§ Directions
All of the entries need to be set down exactly as they read.

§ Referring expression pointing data
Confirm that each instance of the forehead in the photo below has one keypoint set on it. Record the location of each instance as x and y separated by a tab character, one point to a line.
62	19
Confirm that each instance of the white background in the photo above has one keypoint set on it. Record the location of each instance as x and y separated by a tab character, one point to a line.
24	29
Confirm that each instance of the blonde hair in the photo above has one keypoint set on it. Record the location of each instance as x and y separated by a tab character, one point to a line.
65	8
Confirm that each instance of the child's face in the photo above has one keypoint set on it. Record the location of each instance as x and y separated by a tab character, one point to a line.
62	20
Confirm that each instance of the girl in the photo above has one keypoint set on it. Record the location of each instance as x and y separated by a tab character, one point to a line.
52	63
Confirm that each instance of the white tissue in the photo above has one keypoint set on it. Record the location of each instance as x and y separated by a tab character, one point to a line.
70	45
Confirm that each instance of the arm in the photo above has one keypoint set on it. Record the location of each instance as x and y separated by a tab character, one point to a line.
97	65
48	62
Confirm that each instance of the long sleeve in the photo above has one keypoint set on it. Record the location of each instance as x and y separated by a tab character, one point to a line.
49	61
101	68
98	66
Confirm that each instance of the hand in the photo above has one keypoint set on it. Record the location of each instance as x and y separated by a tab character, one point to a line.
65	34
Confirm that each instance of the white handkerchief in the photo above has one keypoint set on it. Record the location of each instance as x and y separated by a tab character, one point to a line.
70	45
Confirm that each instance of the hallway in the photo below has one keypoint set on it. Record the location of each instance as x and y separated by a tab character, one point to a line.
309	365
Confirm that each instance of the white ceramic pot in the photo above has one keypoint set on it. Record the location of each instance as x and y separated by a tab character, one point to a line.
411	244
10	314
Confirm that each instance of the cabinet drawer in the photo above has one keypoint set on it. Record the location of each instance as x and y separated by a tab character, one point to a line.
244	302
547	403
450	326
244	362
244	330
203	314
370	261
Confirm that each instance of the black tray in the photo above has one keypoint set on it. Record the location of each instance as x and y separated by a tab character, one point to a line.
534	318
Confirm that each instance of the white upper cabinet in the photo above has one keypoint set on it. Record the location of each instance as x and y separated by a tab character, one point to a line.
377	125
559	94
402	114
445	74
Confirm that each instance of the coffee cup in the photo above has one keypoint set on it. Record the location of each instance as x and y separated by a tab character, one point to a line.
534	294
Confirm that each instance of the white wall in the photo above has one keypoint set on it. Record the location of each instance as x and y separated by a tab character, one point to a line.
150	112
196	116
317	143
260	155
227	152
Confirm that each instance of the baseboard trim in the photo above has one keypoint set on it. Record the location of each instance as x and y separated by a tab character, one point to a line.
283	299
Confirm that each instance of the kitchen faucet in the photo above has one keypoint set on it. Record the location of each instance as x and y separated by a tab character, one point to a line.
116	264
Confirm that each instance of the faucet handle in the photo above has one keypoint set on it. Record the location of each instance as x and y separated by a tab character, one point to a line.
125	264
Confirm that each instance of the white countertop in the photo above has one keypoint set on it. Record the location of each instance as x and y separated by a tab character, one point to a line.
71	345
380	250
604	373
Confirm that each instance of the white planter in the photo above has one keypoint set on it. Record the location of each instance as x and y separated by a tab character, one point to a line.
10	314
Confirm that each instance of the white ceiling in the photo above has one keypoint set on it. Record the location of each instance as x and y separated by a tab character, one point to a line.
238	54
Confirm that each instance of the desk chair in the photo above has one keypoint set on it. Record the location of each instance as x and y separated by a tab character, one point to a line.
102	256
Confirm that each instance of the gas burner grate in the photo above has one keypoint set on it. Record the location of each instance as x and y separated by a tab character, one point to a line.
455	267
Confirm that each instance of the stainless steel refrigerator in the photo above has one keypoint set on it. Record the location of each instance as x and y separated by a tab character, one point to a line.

§ Answer
Confirm that each instance of the forehead in the photo below has one keypoint set on it. Record the location of each instance as x and y separated by a tab character, one point to a line.
62	19
Confirm that each instance of the white background in the photo above has one keypoint set on it. Record the location of each instance as x and y separated by a tab character, one point to a line.
24	29
Confirm that each instance of the blonde hair in the photo above has one keypoint set on it. Record the location of each instance as x and y separated by a tab character, one point to a line.
65	8
Confirm that each instance of the child's face in the photo above has one keypoint set on it. Record the location of each instance as x and y separated by a tab character, one point to a line.
62	20
Confirm that each instance of the girl in the photo above has one keypoint set on it. Record the location of each instance as x and y separated by a tab character, one point to a line.
52	63
Confirm that each instance of the white tissue in the photo above has one keypoint set on it. Record the location of each instance as x and y separated by a tab character, one point to a line.
70	45
Confirm that each instance of the arm in the photo above has one keypoint set on it. Record the location of each instance as x and y separated by a tab character, one point to a line.
97	65
48	62
Confirm that each instance of the long sleeve in the photo above has one keypoint set on it. Record the location of each instance as x and y separated by a tab character, one point to a line.
49	61
101	68
98	66
Confirm that each instance of the hand in the photo above has one keypoint set on it. Record the location of each instance as x and y separated by a tab character, one point to a line.
65	34
Confirm that each instance of the white handkerchief in the photo above has one keypoint set on it. Record the location of each instance as x and y separated by a tab character, one point to a line.
70	45
Confirm that each instance of the hallway in the photo below has one keypoint set on it. Record the location of each instance as x and y separated by a tab character, one point to a line.
309	365
Confirm that each instance of the white ceramic pot in the photo above has one keypoint set on it. Record the location of each instance as x and y separated by a tab character, one point to a line.
411	244
10	314
Confirm that each instance of the cabinet drawer in the photo above has one keypoint set on it. Record the location of each instance as x and y separated by a tab character, one point to a line.
244	302
547	403
450	326
244	362
244	330
203	314
370	261
Confirm that each instance of the black tray in the photo above has one keypoint set on it. Record the location of each instance as x and y separated by a tab character, one point to a line.
534	318
Confirm that each instance of the white upper cabinet in the photo above has one keypoint set on it. Record the location of each instance as x and y separated by a tab character, one point to a line.
377	125
559	94
402	114
445	74
Confirm that each instance of the coffee cup in the photo above has one keypoint set on it. Record the location of each instance as x and y separated by a tab character, one point to a line.
534	294
Confirm that each instance of the white wall in the photo above has one keypoint set on it. Record the location of each instance as x and y separated by a tab character, one point to a line.
150	112
196	116
317	143
260	155
227	152
Confirm that each instance of the baseboard trim in the photo above has one keypoint set on it. Record the location of each instance as x and y separated by a tab character, one point to a line.
283	299
Confirm that each instance of the kitchen faucet in the photo above has one keypoint set on it. Record the location of each instance as x and y separated by a tab character, one point to a line.
116	264
Confirm that each instance of the faucet handle in the photo above has one keypoint set on it. Record the location of each instance as x and y separated by a tab character, one point to a line.
125	264
Confirm that each instance of the white countertop in the photo above has one keypoint set on it. Record the location of each instance as x and y separated by a tab character, one point to a line.
71	345
380	250
604	373
Confirm that each instance of the white planter in the photo above has one keypoint set on it. Record the location of each instance as x and y separated by a tab character, one point to a line.
10	314
Confirm that each instance of the white ceiling in the photo above has one keypoint set on it. Record the location of each instance as x and y separated by a tab character, one point to a line.
238	54
Confirm that each instance of the desk chair in the photo above has one keypoint set on it. Record the location of each instance as x and y separated by a tab character, one point to a line.
102	256
Confirm that each instance of the gas burner grate in the photo above has one keypoint set on it. Record the location of each instance as x and y separated by a tab character, one point to a line.
455	267
Confirm that each instance of the stainless steel refrigerator in the photo above has one keypoint set on it. Record the location of each instance as x and y separated by a tab character, one point to a line.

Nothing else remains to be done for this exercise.